**REQUIRED ACTION:**
The response has to be every entry, printed word for word.

MATERIAL PROVIDED: Begin

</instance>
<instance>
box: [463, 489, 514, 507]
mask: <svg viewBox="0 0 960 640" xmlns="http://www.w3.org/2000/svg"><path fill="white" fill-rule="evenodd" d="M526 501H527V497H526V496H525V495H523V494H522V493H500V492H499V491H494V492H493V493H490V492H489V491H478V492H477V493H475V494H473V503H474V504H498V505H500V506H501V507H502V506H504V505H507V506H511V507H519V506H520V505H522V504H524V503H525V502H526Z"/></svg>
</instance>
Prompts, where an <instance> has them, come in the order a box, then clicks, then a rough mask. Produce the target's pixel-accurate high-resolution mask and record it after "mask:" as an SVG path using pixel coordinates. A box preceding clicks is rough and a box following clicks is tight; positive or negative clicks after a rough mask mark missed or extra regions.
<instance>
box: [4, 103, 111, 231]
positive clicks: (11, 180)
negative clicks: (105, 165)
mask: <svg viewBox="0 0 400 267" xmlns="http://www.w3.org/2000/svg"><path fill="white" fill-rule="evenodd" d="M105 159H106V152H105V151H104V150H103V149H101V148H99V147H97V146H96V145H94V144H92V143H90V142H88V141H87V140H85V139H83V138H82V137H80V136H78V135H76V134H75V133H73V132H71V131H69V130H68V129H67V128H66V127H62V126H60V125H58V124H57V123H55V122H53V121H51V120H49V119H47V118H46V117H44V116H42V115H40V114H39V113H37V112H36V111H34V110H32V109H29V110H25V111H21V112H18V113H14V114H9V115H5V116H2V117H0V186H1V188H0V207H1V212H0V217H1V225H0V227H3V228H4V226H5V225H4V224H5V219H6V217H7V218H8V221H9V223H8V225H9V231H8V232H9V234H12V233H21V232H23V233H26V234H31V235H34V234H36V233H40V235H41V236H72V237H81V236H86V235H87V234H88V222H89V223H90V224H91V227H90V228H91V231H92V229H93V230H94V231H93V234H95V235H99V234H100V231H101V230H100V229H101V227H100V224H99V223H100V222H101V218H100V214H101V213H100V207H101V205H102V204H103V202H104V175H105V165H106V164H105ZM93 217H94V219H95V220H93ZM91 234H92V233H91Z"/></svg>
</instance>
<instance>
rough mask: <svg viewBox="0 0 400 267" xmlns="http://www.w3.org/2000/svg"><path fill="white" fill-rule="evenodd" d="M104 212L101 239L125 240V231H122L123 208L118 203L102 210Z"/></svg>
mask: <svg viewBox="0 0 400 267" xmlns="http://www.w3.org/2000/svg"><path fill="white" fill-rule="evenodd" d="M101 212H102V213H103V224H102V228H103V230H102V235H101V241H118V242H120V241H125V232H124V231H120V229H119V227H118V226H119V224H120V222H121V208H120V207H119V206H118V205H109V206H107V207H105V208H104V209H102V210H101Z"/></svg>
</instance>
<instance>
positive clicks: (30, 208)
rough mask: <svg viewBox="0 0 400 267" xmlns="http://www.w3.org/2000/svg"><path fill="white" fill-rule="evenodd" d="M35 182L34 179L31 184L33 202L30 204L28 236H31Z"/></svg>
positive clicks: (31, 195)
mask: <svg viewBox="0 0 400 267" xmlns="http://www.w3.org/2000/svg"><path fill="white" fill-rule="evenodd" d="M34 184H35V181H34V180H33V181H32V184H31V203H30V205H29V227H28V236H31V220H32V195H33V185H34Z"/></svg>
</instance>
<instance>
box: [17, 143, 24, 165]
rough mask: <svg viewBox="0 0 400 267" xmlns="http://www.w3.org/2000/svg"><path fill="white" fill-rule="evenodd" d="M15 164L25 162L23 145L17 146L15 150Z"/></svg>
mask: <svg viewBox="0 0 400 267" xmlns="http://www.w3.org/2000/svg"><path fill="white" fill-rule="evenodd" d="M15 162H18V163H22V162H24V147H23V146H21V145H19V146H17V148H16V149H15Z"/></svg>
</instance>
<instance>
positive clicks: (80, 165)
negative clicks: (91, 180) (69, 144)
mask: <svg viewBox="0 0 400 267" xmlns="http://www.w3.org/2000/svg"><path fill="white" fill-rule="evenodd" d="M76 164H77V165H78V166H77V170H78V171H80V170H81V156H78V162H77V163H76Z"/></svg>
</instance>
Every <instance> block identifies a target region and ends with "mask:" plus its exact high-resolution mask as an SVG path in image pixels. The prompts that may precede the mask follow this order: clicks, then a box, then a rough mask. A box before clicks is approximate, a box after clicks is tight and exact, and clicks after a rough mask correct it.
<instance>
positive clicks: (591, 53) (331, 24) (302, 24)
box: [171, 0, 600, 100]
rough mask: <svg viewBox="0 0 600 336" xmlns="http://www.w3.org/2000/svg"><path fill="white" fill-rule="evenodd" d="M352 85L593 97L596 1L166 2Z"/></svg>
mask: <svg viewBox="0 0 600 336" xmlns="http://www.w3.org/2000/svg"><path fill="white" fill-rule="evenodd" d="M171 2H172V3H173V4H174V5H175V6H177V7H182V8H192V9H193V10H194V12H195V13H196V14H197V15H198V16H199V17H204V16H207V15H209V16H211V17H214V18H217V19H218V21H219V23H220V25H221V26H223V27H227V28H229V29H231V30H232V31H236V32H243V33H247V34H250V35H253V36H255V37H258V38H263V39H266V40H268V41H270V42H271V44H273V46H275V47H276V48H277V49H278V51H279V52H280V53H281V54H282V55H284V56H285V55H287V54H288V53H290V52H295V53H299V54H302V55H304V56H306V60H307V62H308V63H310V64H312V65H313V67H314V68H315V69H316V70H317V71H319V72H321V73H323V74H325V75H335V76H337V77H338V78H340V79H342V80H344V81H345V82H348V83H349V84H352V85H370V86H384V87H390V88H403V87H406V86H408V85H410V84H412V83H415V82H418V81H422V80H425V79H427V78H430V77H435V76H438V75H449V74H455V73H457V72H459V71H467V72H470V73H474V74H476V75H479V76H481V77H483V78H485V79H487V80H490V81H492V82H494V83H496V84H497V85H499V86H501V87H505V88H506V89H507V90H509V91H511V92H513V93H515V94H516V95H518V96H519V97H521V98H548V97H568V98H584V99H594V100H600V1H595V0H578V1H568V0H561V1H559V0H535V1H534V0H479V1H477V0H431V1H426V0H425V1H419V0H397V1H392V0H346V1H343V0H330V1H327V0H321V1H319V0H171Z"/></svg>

MATERIAL PROVIDED: End

**WRITTEN REPLY:**
</instance>
<instance>
box: [463, 489, 514, 507]
mask: <svg viewBox="0 0 960 640" xmlns="http://www.w3.org/2000/svg"><path fill="white" fill-rule="evenodd" d="M526 501H527V497H526V496H525V495H523V494H522V493H500V492H499V491H494V492H493V493H490V492H489V491H478V492H477V493H475V494H473V503H474V504H498V505H500V506H501V507H502V506H504V505H507V506H511V507H519V506H520V505H522V504H524V503H525V502H526Z"/></svg>
</instance>
Prompts, where an <instance> has them, come in the order a box, then clicks, then a rough mask. Produce the target's pixel-accurate high-resolution mask and record it after "mask:" as an SVG path using pixel coordinates. A box preceding clicks is rough and a box following clicks is tight; positive or negative clicks after a rough mask mark missed or extra regions.
<instance>
box: [4, 103, 111, 231]
positive clicks: (11, 180)
negative clicks: (105, 165)
mask: <svg viewBox="0 0 400 267" xmlns="http://www.w3.org/2000/svg"><path fill="white" fill-rule="evenodd" d="M105 159H106V152H105V151H104V150H103V149H101V148H99V147H97V146H96V145H94V144H92V143H90V142H88V141H87V140H85V139H83V138H82V137H80V136H78V135H76V134H75V133H73V132H71V131H69V130H68V129H67V128H66V127H62V126H60V125H58V124H57V123H55V122H53V121H51V120H49V119H47V118H46V117H44V116H42V115H40V114H39V113H37V112H36V111H34V110H32V109H29V110H25V111H21V112H18V113H14V114H9V115H5V116H2V117H0V186H1V188H0V207H1V212H0V217H1V225H0V227H3V228H4V226H5V225H4V224H5V219H6V217H7V218H8V221H9V223H8V225H9V231H8V232H9V234H12V233H21V232H23V233H26V234H31V235H34V234H36V233H40V235H41V236H72V237H81V236H86V235H87V234H88V222H89V223H90V224H91V227H90V228H91V231H92V229H93V230H94V231H93V234H95V235H99V234H100V231H101V230H100V229H101V227H100V224H99V223H100V222H101V218H100V214H101V213H100V207H101V205H102V204H103V202H104V175H105V165H106V164H105ZM93 217H94V219H95V220H93ZM91 234H92V233H91Z"/></svg>
</instance>
<instance>
rough mask: <svg viewBox="0 0 400 267" xmlns="http://www.w3.org/2000/svg"><path fill="white" fill-rule="evenodd" d="M104 212L101 239L125 240V231H122L123 208L118 203L102 210Z"/></svg>
mask: <svg viewBox="0 0 400 267" xmlns="http://www.w3.org/2000/svg"><path fill="white" fill-rule="evenodd" d="M101 212H102V213H103V224H102V228H103V230H102V235H101V241H118V242H120V241H125V232H124V231H120V229H119V227H118V226H119V224H120V222H121V208H120V207H119V206H118V205H109V206H107V207H105V208H104V209H102V210H101Z"/></svg>
</instance>
<instance>
positive clicks: (30, 208)
rough mask: <svg viewBox="0 0 400 267" xmlns="http://www.w3.org/2000/svg"><path fill="white" fill-rule="evenodd" d="M35 182L34 179L31 184L33 202L30 204L28 236H31Z"/></svg>
positive clicks: (31, 195)
mask: <svg viewBox="0 0 400 267" xmlns="http://www.w3.org/2000/svg"><path fill="white" fill-rule="evenodd" d="M34 184H35V181H34V180H33V181H32V184H31V203H30V205H29V227H28V236H31V220H32V195H33V185H34Z"/></svg>
</instance>
<instance>
box: [17, 143, 24, 165]
rough mask: <svg viewBox="0 0 400 267" xmlns="http://www.w3.org/2000/svg"><path fill="white" fill-rule="evenodd" d="M15 164L25 162L23 145L17 146L15 150Z"/></svg>
mask: <svg viewBox="0 0 400 267" xmlns="http://www.w3.org/2000/svg"><path fill="white" fill-rule="evenodd" d="M15 162H18V163H22V162H24V147H23V146H21V145H19V146H17V148H16V149H15Z"/></svg>
</instance>
<instance>
positive clicks: (80, 165)
negative clicks: (91, 180) (69, 144)
mask: <svg viewBox="0 0 400 267" xmlns="http://www.w3.org/2000/svg"><path fill="white" fill-rule="evenodd" d="M76 164H77V165H78V166H77V170H78V171H80V170H81V156H78V162H77V163H76Z"/></svg>
</instance>
Every <instance> block identifies a target region and ends with "mask:" plus its exact high-resolution mask as an SVG path in image pixels. The prompts that may precede the mask follow this order: clicks, then a box, then a rough mask. A box before clicks is approximate, a box after clicks is tight and exact, and clicks after a rough mask correct it.
<instance>
positive clicks: (591, 53) (331, 24) (302, 24)
box: [171, 0, 600, 100]
rough mask: <svg viewBox="0 0 600 336" xmlns="http://www.w3.org/2000/svg"><path fill="white" fill-rule="evenodd" d="M352 85L593 97L596 1L166 2Z"/></svg>
mask: <svg viewBox="0 0 600 336" xmlns="http://www.w3.org/2000/svg"><path fill="white" fill-rule="evenodd" d="M171 2H172V3H173V4H174V5H175V6H177V7H182V8H192V9H193V10H194V12H195V13H196V14H197V15H198V16H199V17H204V16H207V15H209V16H211V17H214V18H217V19H218V21H219V23H220V25H221V26H223V27H227V28H229V29H231V30H232V31H236V32H243V33H247V34H250V35H253V36H255V37H258V38H263V39H266V40H268V41H270V42H271V44H273V46H275V47H276V48H277V49H278V51H279V52H280V53H281V54H282V55H284V56H285V55H287V54H288V53H290V52H295V53H299V54H302V55H304V56H306V60H307V62H308V63H310V64H312V65H313V67H314V68H315V69H316V70H317V71H319V72H321V73H323V74H325V75H335V76H337V77H338V78H340V79H342V80H344V81H345V82H348V83H349V84H352V85H370V86H384V87H390V88H403V87H406V86H408V85H410V84H412V83H415V82H418V81H422V80H425V79H427V78H430V77H435V76H438V75H449V74H455V73H457V72H459V71H467V72H470V73H474V74H476V75H479V76H481V77H483V78H485V79H487V80H490V81H492V82H494V83H496V84H497V85H499V86H501V87H505V88H506V89H507V90H509V91H511V92H513V93H515V94H516V95H518V96H519V97H521V98H548V97H568V98H584V99H594V100H600V1H595V0H578V1H568V0H561V1H559V0H535V1H534V0H479V1H477V0H431V1H426V0H425V1H419V0H397V1H392V0H346V1H343V0H330V1H327V0H321V1H319V0H171Z"/></svg>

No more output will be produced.